*SOURCE*.
-=-=-=-=-

As presidential candidates have proliferated over the past several weeks, the excitement on Facebook has clearly waned.

When South Carolina Sen. Lindsey Graham announced his presidential candidacy Monday, 84,000 people took to Facebook to discuss his campaign, generating 142,000 interactions (likes, posts, comments and shares), the social media service announced Tuesday.

That’s about the same level of activity Democrat Martin O’Malley generated with his presidential announcement Saturday – 84,000 people generating 120,000 interactions. That’s better than former New York governor George Pataki did with his announcement Thursday (59,000 people; 81,000 interactions) but less than half of the 169,000 people and 266,000 interactions former Pennsylvania senator Rick Santorum generated Wednesday.

And all of these totals are far below the high levels of Day One Facebook activity generated by the first round of candidate announcements. The numbers represent totals for the 24-hour day of the candidate’s announcement.

Texas Sen. Ted Cruz went first and generated 5.5 million interactions from 2.1 million people when he announced his campaign March 23.

-=-=-=-=-

*DATA ENTRIES*.
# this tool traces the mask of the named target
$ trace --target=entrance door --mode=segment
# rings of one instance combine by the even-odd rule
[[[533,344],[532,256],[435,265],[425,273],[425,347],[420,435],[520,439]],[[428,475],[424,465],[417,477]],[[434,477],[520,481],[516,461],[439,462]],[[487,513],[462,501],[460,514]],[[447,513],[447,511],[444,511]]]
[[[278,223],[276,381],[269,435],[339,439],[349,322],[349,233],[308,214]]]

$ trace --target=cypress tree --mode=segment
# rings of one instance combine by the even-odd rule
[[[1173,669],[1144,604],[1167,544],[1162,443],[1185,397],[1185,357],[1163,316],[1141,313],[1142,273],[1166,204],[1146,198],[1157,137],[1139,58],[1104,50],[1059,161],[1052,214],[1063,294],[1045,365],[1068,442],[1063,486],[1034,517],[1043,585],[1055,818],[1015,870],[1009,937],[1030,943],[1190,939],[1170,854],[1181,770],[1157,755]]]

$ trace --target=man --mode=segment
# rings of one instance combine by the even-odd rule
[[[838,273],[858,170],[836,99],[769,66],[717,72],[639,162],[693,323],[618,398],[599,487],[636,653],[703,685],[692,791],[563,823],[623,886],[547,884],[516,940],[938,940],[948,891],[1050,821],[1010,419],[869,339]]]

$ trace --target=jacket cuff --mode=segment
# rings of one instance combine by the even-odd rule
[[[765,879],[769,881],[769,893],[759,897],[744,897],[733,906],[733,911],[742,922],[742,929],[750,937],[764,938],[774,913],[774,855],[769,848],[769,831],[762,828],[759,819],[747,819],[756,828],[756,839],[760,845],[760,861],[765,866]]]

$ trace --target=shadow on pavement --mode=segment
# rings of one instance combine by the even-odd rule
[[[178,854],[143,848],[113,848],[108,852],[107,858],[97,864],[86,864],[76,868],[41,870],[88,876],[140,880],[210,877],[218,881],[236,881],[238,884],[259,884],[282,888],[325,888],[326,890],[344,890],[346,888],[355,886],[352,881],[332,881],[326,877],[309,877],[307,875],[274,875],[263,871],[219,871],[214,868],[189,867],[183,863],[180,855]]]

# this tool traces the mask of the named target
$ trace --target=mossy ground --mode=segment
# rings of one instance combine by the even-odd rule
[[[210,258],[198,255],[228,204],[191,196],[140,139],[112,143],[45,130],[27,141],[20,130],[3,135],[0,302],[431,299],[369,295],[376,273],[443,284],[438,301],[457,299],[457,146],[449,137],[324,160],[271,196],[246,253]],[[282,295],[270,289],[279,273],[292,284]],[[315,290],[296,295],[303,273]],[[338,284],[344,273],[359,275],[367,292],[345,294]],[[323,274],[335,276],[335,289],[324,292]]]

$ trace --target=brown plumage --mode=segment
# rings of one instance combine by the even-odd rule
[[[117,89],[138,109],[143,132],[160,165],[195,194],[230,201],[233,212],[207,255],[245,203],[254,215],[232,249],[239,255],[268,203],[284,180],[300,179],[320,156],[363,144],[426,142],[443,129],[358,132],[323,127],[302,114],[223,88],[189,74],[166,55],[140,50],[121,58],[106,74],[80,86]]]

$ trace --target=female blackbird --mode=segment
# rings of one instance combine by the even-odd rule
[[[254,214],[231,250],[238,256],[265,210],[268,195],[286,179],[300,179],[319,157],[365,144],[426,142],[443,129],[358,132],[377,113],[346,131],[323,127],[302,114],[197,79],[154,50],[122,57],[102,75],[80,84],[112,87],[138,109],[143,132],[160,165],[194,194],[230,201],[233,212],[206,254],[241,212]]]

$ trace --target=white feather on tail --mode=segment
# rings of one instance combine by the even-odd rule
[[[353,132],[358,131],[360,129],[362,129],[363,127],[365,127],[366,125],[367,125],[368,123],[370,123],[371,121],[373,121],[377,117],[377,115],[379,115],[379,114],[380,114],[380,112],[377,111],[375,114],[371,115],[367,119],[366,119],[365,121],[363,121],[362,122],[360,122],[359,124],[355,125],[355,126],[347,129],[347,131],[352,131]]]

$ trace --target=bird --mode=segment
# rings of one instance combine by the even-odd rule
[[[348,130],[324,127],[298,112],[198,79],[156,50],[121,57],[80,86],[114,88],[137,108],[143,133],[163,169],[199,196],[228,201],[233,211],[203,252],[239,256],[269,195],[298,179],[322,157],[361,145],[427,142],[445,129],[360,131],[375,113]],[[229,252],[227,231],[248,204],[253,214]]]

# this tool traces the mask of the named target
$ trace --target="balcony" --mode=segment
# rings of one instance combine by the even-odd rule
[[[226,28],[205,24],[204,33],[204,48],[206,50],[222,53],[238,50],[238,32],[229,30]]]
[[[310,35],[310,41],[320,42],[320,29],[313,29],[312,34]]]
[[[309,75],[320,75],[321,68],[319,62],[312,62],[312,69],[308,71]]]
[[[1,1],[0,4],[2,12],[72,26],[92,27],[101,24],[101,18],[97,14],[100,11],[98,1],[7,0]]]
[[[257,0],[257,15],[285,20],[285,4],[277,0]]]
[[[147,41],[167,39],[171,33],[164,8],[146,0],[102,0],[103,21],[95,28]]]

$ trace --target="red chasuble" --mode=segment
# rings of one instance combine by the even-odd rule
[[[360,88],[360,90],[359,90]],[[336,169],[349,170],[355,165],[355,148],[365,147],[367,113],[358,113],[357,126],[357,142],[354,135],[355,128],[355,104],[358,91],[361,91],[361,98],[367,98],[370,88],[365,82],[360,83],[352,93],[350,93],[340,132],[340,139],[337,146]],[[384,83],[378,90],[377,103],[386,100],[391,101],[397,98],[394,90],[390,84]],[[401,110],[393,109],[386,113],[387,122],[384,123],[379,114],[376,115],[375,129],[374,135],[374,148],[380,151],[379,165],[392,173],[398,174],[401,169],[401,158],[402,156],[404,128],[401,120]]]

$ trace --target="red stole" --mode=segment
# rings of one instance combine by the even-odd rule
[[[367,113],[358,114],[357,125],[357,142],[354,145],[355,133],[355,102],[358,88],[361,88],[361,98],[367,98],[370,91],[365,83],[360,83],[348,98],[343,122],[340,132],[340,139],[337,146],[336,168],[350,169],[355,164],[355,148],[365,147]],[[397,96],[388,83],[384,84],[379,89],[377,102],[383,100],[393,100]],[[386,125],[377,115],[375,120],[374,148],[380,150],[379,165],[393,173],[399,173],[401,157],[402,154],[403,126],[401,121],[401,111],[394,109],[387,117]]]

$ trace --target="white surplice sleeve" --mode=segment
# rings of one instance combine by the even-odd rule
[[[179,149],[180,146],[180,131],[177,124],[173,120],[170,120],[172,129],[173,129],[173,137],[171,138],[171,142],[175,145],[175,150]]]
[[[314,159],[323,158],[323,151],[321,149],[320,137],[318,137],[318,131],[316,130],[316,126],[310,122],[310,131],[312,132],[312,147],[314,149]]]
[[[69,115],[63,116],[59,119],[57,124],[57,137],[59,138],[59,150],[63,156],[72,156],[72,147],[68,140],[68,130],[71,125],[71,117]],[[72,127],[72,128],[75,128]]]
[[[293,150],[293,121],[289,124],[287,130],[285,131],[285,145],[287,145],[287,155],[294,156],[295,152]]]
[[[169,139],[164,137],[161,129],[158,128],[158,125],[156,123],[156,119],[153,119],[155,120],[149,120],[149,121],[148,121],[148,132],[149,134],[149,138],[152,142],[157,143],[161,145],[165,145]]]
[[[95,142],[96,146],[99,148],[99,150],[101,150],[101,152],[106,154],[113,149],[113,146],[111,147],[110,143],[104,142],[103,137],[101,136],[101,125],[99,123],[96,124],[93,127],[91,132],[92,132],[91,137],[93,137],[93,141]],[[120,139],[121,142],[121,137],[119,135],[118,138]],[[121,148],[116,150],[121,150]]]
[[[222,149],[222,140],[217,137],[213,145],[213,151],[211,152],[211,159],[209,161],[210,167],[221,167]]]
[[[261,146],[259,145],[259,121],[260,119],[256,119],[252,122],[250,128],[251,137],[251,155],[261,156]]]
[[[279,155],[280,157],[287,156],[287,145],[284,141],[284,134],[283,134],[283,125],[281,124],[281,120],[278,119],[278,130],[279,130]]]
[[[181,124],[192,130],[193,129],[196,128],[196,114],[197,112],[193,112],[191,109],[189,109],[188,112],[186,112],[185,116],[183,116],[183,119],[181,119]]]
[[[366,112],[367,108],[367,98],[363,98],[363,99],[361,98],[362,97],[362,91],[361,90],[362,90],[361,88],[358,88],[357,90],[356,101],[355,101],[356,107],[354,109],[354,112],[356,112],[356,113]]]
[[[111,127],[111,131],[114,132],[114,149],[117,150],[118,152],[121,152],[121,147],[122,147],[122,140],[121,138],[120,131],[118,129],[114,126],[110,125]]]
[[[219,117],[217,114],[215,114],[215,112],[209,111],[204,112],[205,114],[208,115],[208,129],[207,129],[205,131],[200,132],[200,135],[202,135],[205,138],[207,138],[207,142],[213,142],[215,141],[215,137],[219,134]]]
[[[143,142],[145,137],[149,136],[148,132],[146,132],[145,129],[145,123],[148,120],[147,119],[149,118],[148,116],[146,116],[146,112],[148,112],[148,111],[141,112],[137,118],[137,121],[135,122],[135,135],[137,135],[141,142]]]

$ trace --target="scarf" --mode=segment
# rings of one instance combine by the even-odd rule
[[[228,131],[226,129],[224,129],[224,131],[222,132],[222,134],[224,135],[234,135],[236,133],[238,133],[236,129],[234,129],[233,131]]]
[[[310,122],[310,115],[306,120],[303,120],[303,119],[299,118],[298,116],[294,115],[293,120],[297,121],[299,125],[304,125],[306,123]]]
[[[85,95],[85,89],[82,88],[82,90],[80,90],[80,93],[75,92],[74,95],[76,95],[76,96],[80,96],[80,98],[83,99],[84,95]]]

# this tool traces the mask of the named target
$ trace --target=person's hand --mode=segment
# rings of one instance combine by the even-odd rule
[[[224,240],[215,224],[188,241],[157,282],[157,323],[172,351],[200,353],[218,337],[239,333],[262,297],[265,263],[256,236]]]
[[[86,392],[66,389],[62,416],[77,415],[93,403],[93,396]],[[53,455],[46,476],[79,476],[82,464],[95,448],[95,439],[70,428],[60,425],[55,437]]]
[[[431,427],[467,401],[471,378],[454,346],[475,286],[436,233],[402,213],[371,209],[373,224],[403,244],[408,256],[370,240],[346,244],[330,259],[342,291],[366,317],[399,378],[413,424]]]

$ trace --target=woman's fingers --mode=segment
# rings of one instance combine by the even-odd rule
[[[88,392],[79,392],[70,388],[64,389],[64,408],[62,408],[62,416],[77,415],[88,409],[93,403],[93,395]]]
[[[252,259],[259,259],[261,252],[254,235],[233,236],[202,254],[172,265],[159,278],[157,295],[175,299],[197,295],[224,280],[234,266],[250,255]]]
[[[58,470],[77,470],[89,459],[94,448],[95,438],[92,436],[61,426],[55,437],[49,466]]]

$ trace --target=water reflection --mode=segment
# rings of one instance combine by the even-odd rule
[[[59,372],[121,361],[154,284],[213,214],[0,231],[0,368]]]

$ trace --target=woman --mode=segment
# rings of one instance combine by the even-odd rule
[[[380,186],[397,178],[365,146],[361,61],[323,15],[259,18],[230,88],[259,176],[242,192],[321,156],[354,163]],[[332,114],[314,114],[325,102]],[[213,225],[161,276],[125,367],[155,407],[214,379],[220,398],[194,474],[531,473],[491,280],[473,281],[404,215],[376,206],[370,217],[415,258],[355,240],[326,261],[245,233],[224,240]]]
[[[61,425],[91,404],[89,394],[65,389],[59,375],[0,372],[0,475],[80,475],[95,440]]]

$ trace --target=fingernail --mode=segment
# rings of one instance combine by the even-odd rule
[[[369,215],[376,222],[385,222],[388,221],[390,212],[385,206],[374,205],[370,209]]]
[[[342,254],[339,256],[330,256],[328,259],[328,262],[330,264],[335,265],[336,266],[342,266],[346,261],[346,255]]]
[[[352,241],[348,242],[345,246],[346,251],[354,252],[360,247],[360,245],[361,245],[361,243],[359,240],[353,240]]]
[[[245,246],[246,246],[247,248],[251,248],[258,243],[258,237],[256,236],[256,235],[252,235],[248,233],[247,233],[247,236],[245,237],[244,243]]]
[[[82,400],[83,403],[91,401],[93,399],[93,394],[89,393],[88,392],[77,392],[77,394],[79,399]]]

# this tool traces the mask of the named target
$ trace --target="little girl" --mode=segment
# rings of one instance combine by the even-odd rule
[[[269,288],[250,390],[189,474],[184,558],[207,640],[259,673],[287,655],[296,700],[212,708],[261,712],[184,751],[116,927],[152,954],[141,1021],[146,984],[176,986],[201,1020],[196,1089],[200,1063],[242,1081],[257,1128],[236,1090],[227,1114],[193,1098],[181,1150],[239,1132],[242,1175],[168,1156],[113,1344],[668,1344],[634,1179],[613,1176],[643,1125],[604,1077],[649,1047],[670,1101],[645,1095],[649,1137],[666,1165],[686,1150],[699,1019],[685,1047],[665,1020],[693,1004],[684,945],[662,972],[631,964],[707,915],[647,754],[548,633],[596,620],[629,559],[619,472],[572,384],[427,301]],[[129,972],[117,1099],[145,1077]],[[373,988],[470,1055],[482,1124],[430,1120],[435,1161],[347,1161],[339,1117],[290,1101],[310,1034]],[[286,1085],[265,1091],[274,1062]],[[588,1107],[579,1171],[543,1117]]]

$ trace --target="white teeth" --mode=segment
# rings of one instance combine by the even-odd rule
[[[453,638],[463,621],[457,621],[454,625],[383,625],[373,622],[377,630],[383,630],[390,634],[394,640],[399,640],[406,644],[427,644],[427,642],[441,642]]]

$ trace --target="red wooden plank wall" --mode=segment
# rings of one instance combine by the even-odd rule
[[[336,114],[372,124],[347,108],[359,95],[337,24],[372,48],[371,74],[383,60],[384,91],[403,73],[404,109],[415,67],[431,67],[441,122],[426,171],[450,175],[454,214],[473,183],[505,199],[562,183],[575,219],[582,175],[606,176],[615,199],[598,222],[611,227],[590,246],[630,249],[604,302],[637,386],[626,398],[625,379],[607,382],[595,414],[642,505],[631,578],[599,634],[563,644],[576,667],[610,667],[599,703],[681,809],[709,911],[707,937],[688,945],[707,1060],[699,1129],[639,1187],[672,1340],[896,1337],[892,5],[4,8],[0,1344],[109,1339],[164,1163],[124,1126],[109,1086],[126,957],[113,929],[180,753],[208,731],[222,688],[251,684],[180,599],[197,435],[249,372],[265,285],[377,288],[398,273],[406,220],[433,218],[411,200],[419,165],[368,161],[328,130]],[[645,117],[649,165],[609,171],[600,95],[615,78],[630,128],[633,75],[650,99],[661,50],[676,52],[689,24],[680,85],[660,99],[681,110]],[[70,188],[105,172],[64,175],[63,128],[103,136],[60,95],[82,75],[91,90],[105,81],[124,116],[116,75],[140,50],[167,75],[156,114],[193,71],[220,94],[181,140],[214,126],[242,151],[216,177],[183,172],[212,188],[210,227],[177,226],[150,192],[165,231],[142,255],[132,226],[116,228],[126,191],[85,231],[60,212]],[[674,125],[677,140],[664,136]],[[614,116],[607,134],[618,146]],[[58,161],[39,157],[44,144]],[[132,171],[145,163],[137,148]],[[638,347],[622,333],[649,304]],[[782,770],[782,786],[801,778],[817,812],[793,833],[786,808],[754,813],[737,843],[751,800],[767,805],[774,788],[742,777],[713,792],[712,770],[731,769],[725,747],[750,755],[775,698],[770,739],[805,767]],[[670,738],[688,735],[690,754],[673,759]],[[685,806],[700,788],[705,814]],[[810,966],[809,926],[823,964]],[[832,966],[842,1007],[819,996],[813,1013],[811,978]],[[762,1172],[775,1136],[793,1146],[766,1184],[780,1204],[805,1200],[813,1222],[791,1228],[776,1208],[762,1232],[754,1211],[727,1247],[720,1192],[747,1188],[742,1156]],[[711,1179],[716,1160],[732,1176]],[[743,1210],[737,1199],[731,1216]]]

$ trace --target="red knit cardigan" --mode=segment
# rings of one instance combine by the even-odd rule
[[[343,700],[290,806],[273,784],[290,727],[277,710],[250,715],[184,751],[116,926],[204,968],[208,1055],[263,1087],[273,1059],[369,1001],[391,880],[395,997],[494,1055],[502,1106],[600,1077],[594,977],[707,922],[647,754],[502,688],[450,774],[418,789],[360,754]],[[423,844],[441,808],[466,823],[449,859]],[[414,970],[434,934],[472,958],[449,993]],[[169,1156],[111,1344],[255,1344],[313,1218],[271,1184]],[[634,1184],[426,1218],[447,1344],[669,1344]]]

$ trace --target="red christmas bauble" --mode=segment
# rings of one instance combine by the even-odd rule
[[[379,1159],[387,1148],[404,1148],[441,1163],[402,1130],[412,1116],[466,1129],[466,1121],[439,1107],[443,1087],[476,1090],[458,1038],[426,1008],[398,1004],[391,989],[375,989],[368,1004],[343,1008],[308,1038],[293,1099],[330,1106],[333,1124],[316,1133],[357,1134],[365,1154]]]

-=-=-=-=-

*REQUIREMENT 1*.
Answer from the article on Facebook activity:
(a) How many interactions did Lindsey Graham's announcement generate?
(b) On what day of the week did George Pataki make his announcement?
(c) On what date did Ted Cruz announce his campaign?
*REQUIREMENT 2*.
Name every presidential candidate mentioned in the article on Facebook activity.
*REQUIREMENT 3*.
Write out everything in the article on Facebook activity from "That’s about the" down to "campaign March 23.".
The entries have no role in what follows.

*EXERCISE ANSWER 1*.
(a) 142,000
(b) Thursday
(c) March 23

*EXERCISE ANSWER 2*.
Lindsey Graham
Martin O'Malley
George Pataki
Rick Santorum
Ted Cruz

*EXERCISE ANSWER 3*.
That’s about the same level of activity Democrat Martin O’Malley generated with his presidential announcement Saturday – 84,000 people generating 120,000 interactions. That’s better than former New York governor George Pataki did with his announcement Thursday (59,000 people; 81,000 interactions) but less than half of the 169,000 people and 266,000 interactions former Pennsylvania senator Rick Santorum generated Wednesday.

And all of these totals are far below the high levels of Day One Facebook activity generated by the first round of candidate announcements. The numbers represent totals for the 24-hour day of the candidate’s announcement.

Texas Sen. Ted Cruz went first and generated 5.5 million interactions from 2.1 million people when he announced his campaign March 23.